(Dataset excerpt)
(begin)

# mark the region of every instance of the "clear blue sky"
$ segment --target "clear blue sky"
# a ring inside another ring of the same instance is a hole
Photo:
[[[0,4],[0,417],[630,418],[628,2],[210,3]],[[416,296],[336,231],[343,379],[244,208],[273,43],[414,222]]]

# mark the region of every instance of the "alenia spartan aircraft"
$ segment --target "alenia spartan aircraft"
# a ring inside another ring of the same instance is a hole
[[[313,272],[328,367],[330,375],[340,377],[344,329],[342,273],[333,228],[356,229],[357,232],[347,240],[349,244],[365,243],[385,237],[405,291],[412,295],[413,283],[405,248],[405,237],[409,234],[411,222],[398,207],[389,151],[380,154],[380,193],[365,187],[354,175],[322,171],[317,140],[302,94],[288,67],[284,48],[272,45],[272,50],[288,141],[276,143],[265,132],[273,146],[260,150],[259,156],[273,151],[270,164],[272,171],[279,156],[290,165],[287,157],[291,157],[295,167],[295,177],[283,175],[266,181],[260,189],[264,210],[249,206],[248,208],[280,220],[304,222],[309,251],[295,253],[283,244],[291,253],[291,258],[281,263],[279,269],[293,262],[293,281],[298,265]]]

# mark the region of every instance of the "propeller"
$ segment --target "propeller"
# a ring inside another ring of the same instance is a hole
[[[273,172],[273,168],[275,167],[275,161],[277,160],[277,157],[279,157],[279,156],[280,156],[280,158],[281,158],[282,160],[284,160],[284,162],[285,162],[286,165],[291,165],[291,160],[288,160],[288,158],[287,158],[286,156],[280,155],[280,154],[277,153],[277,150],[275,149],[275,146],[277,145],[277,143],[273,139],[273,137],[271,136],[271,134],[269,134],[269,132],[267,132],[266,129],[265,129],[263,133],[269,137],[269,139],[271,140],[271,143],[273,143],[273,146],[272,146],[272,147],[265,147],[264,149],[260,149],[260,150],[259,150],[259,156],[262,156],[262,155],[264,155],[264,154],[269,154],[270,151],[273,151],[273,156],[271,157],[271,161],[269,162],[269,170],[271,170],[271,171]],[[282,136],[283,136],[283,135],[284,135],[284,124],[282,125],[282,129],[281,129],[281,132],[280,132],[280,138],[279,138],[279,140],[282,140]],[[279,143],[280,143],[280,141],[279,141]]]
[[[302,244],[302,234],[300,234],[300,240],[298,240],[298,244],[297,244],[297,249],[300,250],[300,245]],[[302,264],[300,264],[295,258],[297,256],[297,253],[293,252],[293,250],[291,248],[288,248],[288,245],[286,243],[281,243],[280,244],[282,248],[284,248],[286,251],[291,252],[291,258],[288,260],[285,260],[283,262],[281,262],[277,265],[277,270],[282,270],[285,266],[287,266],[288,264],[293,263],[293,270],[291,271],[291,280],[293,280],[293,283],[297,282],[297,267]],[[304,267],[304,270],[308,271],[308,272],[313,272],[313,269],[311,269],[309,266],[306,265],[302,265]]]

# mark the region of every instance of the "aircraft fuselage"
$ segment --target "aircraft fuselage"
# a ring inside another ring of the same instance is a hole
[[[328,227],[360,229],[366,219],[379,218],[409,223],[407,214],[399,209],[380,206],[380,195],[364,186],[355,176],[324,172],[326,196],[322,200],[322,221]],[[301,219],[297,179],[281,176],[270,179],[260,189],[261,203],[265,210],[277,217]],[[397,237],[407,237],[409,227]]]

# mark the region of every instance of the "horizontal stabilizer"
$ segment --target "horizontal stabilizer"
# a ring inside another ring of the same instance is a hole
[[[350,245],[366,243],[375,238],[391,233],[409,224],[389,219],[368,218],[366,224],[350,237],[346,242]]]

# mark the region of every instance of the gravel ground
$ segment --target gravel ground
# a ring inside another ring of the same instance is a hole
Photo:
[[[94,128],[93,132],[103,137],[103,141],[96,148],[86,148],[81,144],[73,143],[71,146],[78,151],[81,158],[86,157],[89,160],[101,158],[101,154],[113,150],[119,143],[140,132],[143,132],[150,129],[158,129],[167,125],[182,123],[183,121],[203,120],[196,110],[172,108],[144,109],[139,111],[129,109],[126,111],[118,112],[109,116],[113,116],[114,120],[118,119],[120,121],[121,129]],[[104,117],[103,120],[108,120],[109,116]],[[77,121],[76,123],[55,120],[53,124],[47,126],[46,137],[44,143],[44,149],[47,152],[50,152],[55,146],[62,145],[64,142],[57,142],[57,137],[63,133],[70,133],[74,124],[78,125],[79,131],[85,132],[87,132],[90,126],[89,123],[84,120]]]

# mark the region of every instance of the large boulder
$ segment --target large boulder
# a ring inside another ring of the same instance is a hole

(end)

Arrange the lines from the one containing "# mark the region of every instance of the gravel" through the end of the records, inclusive, as a Markdown table with columns Row and Line. Number each row and leave out blank lines.

| Row | Line |
|---|---|
| 1 | # mark the region of every instance of the gravel ground |
| 2 | $ segment --target gravel ground |
| 3 | # a ring inside another ring of the same instance is a hole |
| 4 | Photo: |
| 5 | [[[94,128],[93,132],[103,137],[103,141],[96,148],[86,148],[81,144],[73,143],[71,146],[78,151],[81,158],[86,157],[89,160],[101,158],[101,154],[113,150],[119,143],[140,132],[143,132],[150,129],[158,129],[167,125],[182,123],[183,121],[203,120],[196,110],[172,108],[144,109],[139,111],[129,109],[126,111],[118,112],[109,116],[113,116],[114,120],[118,119],[120,121],[121,129]],[[104,117],[103,120],[108,120],[109,116]],[[77,121],[76,123],[55,120],[53,124],[47,126],[46,137],[44,143],[44,149],[47,152],[50,152],[55,146],[62,145],[64,142],[57,142],[57,137],[63,133],[70,133],[74,124],[78,125],[79,131],[85,132],[87,132],[90,126],[89,123],[84,120]]] |
| 6 | # mark the region of every instance of the large boulder |
| 7 | $ segment --target large boulder |
| 8 | # a ring inside another ring of the same instance is a hole |